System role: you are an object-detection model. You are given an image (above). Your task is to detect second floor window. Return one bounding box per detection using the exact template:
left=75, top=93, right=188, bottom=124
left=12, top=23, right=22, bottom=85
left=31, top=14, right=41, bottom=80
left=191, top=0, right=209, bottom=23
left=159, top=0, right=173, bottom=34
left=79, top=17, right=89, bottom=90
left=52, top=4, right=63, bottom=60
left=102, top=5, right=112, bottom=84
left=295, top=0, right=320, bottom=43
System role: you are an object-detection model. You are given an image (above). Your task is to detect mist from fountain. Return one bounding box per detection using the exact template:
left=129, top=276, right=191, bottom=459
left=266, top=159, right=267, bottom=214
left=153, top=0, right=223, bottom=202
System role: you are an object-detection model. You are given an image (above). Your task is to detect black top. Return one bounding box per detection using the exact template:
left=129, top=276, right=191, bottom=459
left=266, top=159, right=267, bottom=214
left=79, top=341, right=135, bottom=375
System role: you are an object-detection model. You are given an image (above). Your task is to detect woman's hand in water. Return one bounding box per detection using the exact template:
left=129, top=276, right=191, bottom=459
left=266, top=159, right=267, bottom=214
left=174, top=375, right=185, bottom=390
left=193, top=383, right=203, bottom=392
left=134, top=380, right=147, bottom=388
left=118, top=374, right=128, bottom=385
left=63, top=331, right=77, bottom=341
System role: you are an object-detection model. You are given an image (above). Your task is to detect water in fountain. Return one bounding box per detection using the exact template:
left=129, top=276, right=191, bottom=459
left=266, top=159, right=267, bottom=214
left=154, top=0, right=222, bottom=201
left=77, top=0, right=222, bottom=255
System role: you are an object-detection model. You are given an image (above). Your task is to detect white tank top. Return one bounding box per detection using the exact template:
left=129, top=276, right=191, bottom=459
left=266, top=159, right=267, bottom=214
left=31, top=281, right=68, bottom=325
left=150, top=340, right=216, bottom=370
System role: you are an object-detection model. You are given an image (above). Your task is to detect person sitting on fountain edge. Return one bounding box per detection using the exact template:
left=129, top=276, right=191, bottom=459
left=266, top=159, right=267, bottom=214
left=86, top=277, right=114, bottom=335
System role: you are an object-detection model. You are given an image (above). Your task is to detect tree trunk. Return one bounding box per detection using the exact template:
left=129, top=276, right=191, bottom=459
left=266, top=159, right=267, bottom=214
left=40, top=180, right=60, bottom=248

--------------------------------------------------

◆ **EXERCISE**: Copy out all of the entries above word for word, line by line.

◆ **REPLY**:
System role: you are an object-detection model. You are given an image (above). Your task is to detect second floor window. Return one bounding box per detection using the exact template:
left=75, top=93, right=188, bottom=124
left=12, top=23, right=22, bottom=85
left=31, top=14, right=41, bottom=80
left=191, top=0, right=209, bottom=23
left=159, top=0, right=173, bottom=34
left=79, top=17, right=89, bottom=90
left=52, top=4, right=63, bottom=60
left=102, top=5, right=112, bottom=84
left=295, top=0, right=320, bottom=43
System role: you are an object-detection model. You are given an image (above). Your task is to detect mist from fountain. Return one bounding box per detection using the exact template:
left=129, top=276, right=191, bottom=459
left=266, top=159, right=267, bottom=214
left=153, top=0, right=223, bottom=202
System role: you are an object-detection model. You are given an image (above). Your task is to detect black top. Return one bounding box per detection using the exact template:
left=129, top=276, right=191, bottom=459
left=266, top=159, right=267, bottom=214
left=79, top=341, right=135, bottom=375
System role: you are an object-detection model. You are given an image (above). Your task is to detect woman's hand in water. Return one bounding box per detection using the exact template:
left=129, top=276, right=191, bottom=459
left=266, top=159, right=267, bottom=214
left=174, top=375, right=185, bottom=390
left=193, top=383, right=203, bottom=392
left=134, top=380, right=147, bottom=388
left=118, top=374, right=128, bottom=385
left=63, top=331, right=77, bottom=341
System role: you are an object-detection model. You are given an image (above). Your task is to detect water in fountain. Return one bounding box per detection using the exact template:
left=129, top=276, right=191, bottom=459
left=266, top=159, right=267, bottom=214
left=154, top=0, right=222, bottom=201
left=77, top=0, right=222, bottom=255
System role: you are an object-detection model. You are given an image (above). Your task is to detect white tank top. Return one bounding box per detection using the exact template:
left=129, top=276, right=191, bottom=459
left=266, top=159, right=267, bottom=214
left=31, top=281, right=68, bottom=325
left=150, top=340, right=216, bottom=370
System role: you are an object-detection model. You are given an image (above). Your task is to detect person sitting on fountain edge. Return one bounding box per detection using the exact template:
left=129, top=276, right=191, bottom=459
left=266, top=159, right=267, bottom=214
left=86, top=277, right=114, bottom=335
System role: you are an object-detection model. You are given an image (above). Your task is to detect tree trunk. Return one bounding box per detection using the exact template:
left=129, top=276, right=191, bottom=459
left=266, top=159, right=267, bottom=214
left=40, top=180, right=60, bottom=248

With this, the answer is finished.